Além disso, campanhas bem organizadas em favor do trabalho, direitos
humanos ou organizações ambientais a combaterem contra
negócios locais abusivos podem por vezes obter cobertura positiva dos
media. De facto, gostaríamos de pensar que o modelo de propaganda sugere
mesmo onde e como activistas podem melhor empregar seus esforços para
influenciar a cobertura dos media de referência de certas questões.
O modelo sugere que os media de referência, como
instituições da elite, habitualmente estruturam as
notícias e permitem o debate só dentro dos parâmetros dos
interesses da elite; e que quando a elite está realmente preocupada e
unificada e/ou quando cidadãos comuns não estão
conscientes do seu próprio interesse numa questão ou estão
imobilizados pela propaganda eficaz, os media servirão interesses da
elite de forma intransigente.
Críticas dos liberais e académicos "de esquerda"
——————
ATIVIDADES:
(1) Responda com base no texto sobre o modelo de propaganda:
(a) Que tipo de cobertura dos media podem por vezes obter as campanhas bem organizadas contra negócios locais abusivos?
(b) Dentro de que parâmetros os media de referência permitem o debate, segundo o modelo?
(c) De que forma os media servirão os interesses da elite quando esta está realmente preocupada e unificada?
(2) Transcreva do texto sobre o modelo de propaganda o trecho que começa com as palavras "O modelo sugere" e termina com "de forma intransigente.".
Os dados não são necessários para realizar estas atividades.

EXCERTOS DOS DADOS:
——————
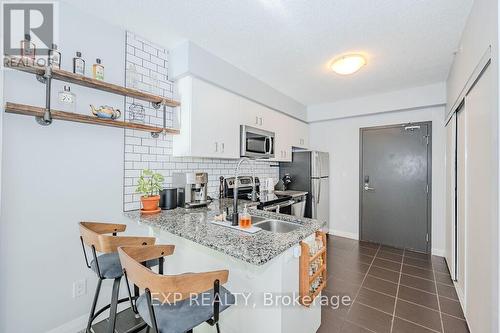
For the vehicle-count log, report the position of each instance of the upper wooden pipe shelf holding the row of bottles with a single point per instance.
(27, 65)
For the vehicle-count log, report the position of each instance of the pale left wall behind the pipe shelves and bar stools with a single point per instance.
(54, 177)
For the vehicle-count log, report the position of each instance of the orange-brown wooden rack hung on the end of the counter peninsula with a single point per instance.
(305, 280)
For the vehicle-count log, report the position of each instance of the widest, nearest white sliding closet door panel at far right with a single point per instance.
(480, 210)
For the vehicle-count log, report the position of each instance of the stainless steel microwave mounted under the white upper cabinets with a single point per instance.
(256, 143)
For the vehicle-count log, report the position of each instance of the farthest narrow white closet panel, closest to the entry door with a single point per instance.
(451, 156)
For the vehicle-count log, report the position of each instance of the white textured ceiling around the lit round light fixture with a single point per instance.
(288, 43)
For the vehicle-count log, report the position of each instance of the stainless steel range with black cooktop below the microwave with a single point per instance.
(266, 201)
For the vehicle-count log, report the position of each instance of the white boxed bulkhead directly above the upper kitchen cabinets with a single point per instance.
(188, 58)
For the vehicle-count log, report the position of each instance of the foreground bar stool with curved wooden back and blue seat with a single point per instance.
(174, 303)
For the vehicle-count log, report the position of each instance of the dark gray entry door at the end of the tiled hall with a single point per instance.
(395, 185)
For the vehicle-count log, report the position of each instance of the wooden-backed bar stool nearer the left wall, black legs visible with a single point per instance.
(102, 238)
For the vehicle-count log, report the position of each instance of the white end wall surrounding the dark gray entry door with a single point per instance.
(341, 139)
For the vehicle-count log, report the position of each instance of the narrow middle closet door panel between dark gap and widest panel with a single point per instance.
(461, 199)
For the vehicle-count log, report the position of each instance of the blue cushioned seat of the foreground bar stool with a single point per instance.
(186, 314)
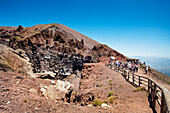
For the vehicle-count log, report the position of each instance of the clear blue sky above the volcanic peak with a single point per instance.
(132, 27)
——————
SOLUÇÕES:
(1)
(a) Podem obter cobertura positiva dos media.
(b) Permitem o debate só dentro dos parâmetros dos interesses da elite.
(c) Servirão esses interesses de forma intransigente.

(2)
O modelo sugere que os media de referência, como
instituições da elite, habitualmente estruturam as
notícias e permitem o debate só dentro dos parâmetros dos
interesses da elite; e que quando a elite está realmente preocupada e
unificada e/ou quando cidadãos comuns não estão
conscientes do seu próprio interesse numa questão ou estão
imobilizados pela propaganda eficaz, os media servirão interesses da
elite de forma intransigente.